Source text:

-- Begin --

Optimizing delivery across projects: how AI proved its business value to clients
Three years ago, I was sitting across from a CFO who had just approved a significant AI tooling budget and wanted to know what we had to show for it. I had prepared slides full of engineering metrics: velocity improvements, deployment frequency, and lead time reductions. I walked through them carefully; she listened politely, and then she asked, "But are we making more money? Are we delivering faster for clients?"
I didn't have a good answer.
That conversation changed how I think about AI ROI measurement. The issue wasn't that AI wasn't delivering value (because it was), but rather that I was measuring it in a language that meant nothing to the people who'd approved the investment. Stakeholders operate in a different frame entirely. What they're actually tracking is whether the project will land on time, whether it'll cost what you said it would, and whether your team can be trusted to surface problems before they become their problems. Velocity scores and deployment frequency don't answer any of those questions.

-- End --

Actions to take:
1. In the passage on AI ROI measurement, which engineering metrics filled the slides prepared for the CFO?
2. List every line of the listing that contains the word "sign".
The passage on AI ROI measurement and the listing are independent of each other.

Material provided:

-- Begin --

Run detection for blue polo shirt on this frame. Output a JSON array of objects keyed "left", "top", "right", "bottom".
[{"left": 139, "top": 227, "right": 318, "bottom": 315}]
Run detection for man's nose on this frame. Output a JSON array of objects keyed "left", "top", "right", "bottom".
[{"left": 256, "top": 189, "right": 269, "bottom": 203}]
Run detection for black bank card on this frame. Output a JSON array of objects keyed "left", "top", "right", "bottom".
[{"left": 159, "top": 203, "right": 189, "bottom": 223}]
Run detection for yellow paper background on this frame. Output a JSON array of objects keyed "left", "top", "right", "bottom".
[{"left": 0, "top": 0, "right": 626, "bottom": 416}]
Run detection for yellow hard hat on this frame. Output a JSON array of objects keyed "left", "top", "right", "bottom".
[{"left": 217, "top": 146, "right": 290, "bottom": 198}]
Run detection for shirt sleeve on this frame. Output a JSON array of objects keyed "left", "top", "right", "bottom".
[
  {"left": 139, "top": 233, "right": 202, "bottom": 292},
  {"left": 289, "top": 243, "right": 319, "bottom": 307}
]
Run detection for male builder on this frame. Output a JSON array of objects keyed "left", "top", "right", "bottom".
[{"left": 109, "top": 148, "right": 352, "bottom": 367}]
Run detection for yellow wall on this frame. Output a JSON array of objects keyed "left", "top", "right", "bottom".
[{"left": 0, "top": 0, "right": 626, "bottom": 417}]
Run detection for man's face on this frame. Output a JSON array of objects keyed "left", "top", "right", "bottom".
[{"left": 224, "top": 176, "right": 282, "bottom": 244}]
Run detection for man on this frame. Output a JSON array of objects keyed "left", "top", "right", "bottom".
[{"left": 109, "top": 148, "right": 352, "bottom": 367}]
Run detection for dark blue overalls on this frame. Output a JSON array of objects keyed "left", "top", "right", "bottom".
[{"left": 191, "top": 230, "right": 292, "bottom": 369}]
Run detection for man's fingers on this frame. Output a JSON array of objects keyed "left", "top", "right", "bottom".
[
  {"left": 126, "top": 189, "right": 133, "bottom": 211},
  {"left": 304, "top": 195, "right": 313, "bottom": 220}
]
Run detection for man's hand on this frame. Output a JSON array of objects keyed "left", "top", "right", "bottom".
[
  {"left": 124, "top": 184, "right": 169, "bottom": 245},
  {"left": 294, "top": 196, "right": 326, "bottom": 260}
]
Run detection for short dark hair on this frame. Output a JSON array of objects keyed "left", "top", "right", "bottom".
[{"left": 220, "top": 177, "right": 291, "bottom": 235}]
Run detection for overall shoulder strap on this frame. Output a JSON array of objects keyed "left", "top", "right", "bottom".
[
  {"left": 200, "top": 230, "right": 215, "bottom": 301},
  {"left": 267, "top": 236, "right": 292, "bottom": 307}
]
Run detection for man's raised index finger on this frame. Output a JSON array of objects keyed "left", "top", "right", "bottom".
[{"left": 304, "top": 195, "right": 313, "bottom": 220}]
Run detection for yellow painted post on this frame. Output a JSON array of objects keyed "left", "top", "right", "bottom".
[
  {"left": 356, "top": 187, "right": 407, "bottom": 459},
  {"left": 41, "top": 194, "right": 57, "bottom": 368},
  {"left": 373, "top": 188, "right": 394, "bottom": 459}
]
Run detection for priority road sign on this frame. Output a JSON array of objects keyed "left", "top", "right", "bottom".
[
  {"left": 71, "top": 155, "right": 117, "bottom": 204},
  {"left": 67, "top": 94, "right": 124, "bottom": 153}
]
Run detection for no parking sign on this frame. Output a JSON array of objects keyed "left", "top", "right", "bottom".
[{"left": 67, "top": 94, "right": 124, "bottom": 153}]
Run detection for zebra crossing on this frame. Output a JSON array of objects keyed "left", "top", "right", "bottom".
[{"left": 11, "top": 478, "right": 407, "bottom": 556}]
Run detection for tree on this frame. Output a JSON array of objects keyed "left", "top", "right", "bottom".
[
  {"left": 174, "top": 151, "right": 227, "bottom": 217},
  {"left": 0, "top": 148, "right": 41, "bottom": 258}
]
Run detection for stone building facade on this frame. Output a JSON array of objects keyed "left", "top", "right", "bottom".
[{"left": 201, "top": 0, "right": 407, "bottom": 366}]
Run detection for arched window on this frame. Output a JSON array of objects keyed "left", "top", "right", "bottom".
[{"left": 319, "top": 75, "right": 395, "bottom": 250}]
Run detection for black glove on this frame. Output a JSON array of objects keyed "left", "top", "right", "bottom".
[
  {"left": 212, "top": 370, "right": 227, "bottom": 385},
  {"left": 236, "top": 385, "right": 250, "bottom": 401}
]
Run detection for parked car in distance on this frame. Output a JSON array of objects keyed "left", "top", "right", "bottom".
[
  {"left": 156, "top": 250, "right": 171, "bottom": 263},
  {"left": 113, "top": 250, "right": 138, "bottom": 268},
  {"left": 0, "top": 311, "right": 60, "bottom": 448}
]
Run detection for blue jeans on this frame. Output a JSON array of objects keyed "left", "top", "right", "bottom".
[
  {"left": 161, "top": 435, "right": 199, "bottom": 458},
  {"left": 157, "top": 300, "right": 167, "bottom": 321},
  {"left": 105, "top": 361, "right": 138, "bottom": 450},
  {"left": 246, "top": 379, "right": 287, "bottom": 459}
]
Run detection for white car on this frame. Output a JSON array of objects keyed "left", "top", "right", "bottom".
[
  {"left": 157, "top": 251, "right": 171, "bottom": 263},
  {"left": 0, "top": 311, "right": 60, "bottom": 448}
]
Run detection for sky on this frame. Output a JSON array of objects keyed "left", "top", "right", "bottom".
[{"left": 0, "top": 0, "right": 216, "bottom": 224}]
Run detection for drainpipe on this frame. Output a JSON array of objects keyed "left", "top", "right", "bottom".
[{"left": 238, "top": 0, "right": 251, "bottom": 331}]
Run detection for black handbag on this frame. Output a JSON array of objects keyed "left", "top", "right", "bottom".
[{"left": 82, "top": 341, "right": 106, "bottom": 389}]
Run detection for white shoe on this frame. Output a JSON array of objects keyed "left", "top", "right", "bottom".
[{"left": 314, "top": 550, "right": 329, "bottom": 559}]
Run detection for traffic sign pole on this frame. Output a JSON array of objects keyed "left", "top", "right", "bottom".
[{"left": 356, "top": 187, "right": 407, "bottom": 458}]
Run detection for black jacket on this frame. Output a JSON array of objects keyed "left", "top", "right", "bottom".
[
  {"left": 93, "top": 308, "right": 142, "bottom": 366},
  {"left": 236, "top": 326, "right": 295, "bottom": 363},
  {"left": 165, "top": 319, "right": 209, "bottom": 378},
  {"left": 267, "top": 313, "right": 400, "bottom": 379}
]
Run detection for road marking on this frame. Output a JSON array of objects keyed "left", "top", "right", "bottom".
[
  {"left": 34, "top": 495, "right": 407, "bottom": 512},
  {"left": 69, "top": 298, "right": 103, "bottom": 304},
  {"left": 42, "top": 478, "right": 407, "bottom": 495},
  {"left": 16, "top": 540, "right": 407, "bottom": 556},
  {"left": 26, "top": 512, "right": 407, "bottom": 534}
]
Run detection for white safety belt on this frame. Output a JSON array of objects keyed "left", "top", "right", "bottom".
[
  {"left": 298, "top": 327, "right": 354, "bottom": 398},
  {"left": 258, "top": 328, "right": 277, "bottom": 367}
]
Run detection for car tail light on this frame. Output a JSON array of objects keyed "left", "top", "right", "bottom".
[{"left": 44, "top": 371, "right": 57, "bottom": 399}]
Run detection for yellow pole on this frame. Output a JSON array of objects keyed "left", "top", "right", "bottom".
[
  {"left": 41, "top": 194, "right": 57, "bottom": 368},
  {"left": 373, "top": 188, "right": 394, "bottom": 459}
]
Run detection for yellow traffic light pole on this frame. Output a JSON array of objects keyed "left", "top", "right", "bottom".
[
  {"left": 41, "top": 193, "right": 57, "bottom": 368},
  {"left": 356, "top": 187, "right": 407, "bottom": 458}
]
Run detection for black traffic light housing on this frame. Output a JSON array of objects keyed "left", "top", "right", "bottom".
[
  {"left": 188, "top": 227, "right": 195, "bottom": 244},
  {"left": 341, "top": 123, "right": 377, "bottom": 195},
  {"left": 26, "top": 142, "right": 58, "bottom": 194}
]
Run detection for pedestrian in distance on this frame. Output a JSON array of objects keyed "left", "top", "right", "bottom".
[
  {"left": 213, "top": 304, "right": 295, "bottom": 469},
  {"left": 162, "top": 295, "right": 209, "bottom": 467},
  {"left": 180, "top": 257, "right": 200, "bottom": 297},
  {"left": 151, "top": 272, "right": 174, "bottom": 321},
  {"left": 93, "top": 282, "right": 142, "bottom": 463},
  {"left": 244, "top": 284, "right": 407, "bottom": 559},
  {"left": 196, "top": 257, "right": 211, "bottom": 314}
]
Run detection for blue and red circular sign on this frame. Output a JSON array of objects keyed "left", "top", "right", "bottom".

-- End --

Final answers:
1. Velocity improvements, deployment frequency, and lead time reductions.

2.
Run detection for priority road sign on this frame. Output a JSON array of objects keyed "left", "top", "right", "bottom".
Run detection for no parking sign on this frame. Output a JSON array of objects keyed "left", "top", "right", "bottom".
Run detection for traffic sign pole on this frame. Output a JSON array of objects keyed "left", "top", "right", "bottom".
Run detection for blue and red circular sign on this frame. Output a JSON array of objects keyed "left", "top", "right", "bottom".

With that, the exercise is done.